**Written exercise**
Rescale the stretch of the listing from the line containing "point: table leg" through the end of the listing, copying every line including the requests. Multiply each answer coordinate by 0.8 and round to whole numbers with halves going up, while the requests and their sample coordinates stay unchanged.

**Data shown**

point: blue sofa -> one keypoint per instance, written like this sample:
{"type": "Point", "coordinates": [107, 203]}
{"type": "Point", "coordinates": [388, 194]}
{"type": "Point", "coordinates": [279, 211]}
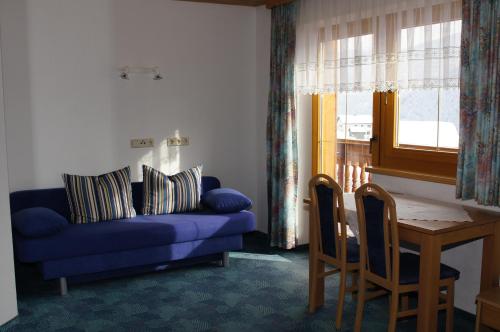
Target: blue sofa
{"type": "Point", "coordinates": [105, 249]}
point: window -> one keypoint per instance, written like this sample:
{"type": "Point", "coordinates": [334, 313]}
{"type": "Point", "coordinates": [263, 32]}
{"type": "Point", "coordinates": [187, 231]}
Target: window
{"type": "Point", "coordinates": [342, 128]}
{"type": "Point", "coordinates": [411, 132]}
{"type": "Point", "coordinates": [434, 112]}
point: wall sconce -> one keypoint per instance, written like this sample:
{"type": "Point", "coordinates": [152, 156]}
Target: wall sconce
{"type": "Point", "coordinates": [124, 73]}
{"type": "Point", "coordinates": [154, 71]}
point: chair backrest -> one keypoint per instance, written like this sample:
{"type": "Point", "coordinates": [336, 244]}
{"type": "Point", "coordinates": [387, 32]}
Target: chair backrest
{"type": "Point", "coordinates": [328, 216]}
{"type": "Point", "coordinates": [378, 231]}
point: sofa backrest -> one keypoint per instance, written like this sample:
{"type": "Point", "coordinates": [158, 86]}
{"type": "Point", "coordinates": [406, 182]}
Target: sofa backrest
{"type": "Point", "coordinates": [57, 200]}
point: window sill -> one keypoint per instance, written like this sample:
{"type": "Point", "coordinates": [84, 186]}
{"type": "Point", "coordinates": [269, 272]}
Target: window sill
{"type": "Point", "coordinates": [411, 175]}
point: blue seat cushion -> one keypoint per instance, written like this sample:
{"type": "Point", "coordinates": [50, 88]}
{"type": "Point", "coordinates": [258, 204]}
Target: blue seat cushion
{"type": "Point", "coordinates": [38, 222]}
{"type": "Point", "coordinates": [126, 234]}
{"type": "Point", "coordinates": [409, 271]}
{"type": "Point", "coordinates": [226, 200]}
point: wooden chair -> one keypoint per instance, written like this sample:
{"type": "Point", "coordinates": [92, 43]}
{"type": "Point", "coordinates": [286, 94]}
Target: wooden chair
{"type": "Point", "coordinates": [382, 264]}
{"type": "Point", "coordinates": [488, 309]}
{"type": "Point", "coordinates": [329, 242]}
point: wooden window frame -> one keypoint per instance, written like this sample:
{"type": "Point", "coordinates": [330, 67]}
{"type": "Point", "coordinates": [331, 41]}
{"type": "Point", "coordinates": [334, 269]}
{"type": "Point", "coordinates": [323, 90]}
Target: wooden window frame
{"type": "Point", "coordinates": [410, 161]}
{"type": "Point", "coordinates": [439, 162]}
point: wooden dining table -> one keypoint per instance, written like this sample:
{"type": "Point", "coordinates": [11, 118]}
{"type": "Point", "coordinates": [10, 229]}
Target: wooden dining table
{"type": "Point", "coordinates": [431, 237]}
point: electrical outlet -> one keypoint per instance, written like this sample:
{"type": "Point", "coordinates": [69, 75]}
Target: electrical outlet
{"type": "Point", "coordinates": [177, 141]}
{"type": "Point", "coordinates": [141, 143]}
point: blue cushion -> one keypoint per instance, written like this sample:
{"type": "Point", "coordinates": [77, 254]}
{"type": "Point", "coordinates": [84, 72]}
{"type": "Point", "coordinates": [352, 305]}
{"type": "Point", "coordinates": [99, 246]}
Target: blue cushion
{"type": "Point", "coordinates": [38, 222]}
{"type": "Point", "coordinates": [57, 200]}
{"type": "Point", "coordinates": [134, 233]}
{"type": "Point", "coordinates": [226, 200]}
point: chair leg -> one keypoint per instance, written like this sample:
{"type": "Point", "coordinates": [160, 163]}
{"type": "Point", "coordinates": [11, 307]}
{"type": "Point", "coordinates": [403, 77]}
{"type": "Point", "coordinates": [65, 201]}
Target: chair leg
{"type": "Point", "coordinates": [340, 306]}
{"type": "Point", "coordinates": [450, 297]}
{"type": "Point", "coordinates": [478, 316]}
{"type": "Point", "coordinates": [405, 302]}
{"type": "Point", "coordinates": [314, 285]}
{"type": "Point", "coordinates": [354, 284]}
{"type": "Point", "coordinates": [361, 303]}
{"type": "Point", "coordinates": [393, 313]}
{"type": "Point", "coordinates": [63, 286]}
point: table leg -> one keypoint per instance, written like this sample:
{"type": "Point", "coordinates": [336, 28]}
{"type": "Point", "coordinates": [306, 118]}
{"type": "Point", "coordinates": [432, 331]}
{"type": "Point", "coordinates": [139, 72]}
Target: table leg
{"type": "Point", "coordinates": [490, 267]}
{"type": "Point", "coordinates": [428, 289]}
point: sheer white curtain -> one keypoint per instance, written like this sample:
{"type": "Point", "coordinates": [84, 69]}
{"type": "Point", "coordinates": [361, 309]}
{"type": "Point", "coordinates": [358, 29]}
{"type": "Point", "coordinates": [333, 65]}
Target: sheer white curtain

**Worked solution**
point: table leg -> one keypoint per instance, written like this sample:
{"type": "Point", "coordinates": [336, 28]}
{"type": "Point", "coordinates": [306, 118]}
{"type": "Point", "coordinates": [432, 331]}
{"type": "Point", "coordinates": [139, 72]}
Target: table leg
{"type": "Point", "coordinates": [392, 214]}
{"type": "Point", "coordinates": [342, 231]}
point: sheer white curtain -> one keypoint per instance, written like this sample:
{"type": "Point", "coordinates": [84, 69]}
{"type": "Point", "coordinates": [361, 309]}
{"type": "Point", "coordinates": [358, 29]}
{"type": "Point", "coordinates": [333, 65]}
Target: sheer white curtain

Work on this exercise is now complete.